— start of SOURCE —
When local lifestyle blogger Bethany Douglass started blogging over 10 years ago, none of us expected that these days, we’d all be able to relate to her blog’s name: Cloistered Away, and her topics of family, home and homeschooling. Nor did any of us expect that this year, homeschooling would suddenly become mandatory.
But in spite of the difference between the Douglass family making their own decision to homeschool and our “new normal” being suddenly thrust upon us, it seems the emotions are similar.
“I wasn’t homeschooled,” says Douglass, “so I was a little bit nervous, not really knowing what it was, if I could do it, or what it would look like. So we just took it one step at a time.”
Sound familiar? Take heart. Douglass’ four kids are now in their teens, and like you, she’s also working from home, managing the highly successful Cloistered Away. Here’s a few thoughts from her years of experience.
Successful homeschooling begins with an attitude shift. “I think people tend to view homeschooling as just doing school at home,” Douglass says. “Whereas it’s really just creating an environment – which encompasses all sorts of things, not just academically. I think that’s a lot of the benefit.”
Recognizing this subtle shift makes everything else so much easier, Douglass explains. “It takes on a different pace and a different rhythm. Find a pace that works for you, but also adjust expectations.”
Also important is to consider each child’s abilities and temperaments. Douglass mentions that over the years, she’s learned a lot through homeschooling about what it means to love others as individuals with “their own personhood and perspective of the world.” In other words, be prepared to listen and to adjust to each child’s unique needs.
Recognize that it’s a process, and that even the experts are figuring things out. For Douglass, despite most of her work already being online, she underestimated how tough the shift would be with online meetings and extracurriculars also being moved to the world wide web. “I’ve always seen homeschool and homeschool life as all ‘in person.’ Now, building and shaping those worlds has been more complicated than I thought.” So just like the rest of us, Douglass can say of her experience, “We’re working through it. We’re changing things, moving things. We’re really grateful for a yard.”
Being outdoors can be a huge plus, and while Douglass advises setting boundaries and specific times for schooling, she encourages the freedom found with taking any schoolwork that you can outside. Just changing the environment can facilitate taking in new information.
And finally, examine what your goals are for this time with your children. “It’s a really unique opportunity to actually get to connect with your kids and check in on their interests, and be able to pursue those things,” Douglass says. “It just feels like a really great privilege.”
— end of SOURCE —
■ **GIVEN TASK 1**
Quote the passage of the homeschooling article starting at "Also important is" and ending at "child’s unique needs.".
■ **GIVEN TASK 2**
According to the homeschooling article, how many children does Bethany Douglass have?
■ **GIVEN TASK 3**
Proceed with the homeschooling article by writing what follows its last sentence.
— start of DATA —
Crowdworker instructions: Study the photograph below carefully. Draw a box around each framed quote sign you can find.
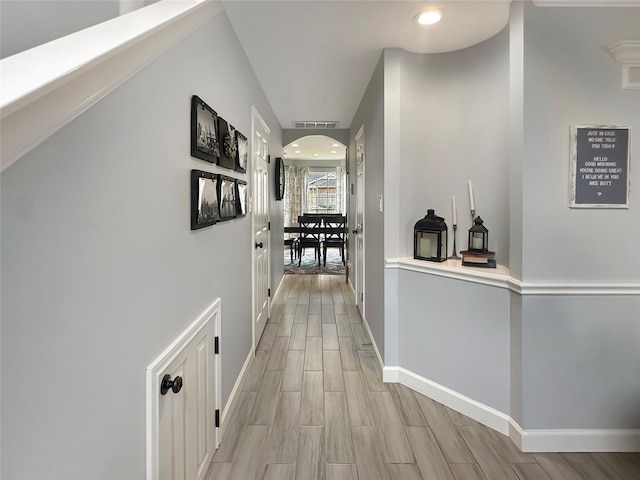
[569,125,630,208]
— end of DATA —
■ **TASK ANSWER 1**
Also important is to consider each child’s abilities and temperaments. Douglass mentions that over the years, she’s learned a lot through homeschooling about what it means to love others as individuals with “their own personhood and perspective of the world.” In other words, be prepared to listen and to adjust to each child’s unique needs.

■ **TASK ANSWER 2**
Four.

■ **TASK ANSWER 3**
Finding that balance between full-time parenting and a full-time job is not easy, and it’s a struggle that Douglass — as well as many other parents nationwide — are feeling particularly deeply right now.
“When I started homeschooling, Cloistered Away kind of took a backburner,” says Douglass.
Cloistered Away originally did not start off as a lifestyle blog according to Douglass; rather, it started as a way for her to share and keep up with extended family. She says it felt more like a way of inviting people into her thoughts on motherhood and the concept of homeschooling.
“I really loved it as a creative outlet,” says Douglass. “I’ve always liked writing, and I felt like it was a way for me to be able to look for things I’m interested in.”
Aside from being a way to share daily life with her family, Cloistered Away is primarily focused on a female audience of women from their mid 20s to 40s. She embraces a journalistic approach to the blog, and it has grown much since its inception.
Douglass says the experience of blogging and sharing online has taught her about being a mother, growing through different stages of childhood, and about herself as a woman, growing through change while also protecting her children. Her philosophy regarding homeschooling is similar to the way she thinks of her online audience, and is a bit of inspiration many parents could use right now.
“There are lots of ways that people can gain knowledge,” she says. “When they come to my online space, I want them to feel comforted and encouraged, reminded that they can do it, that they have the capacity to do the things that they need to do, that they have the resources available, and just encourage them that they’re the best parents their children need.”
Times may be a little strange at the moment, but every day is a new opportunity to teach, to learn, and to grow. For more gentle, honest encouragement in your inbox, sign up for the blog at cloisteredaway.com or follow Douglass on Instagram @cloisteredaway.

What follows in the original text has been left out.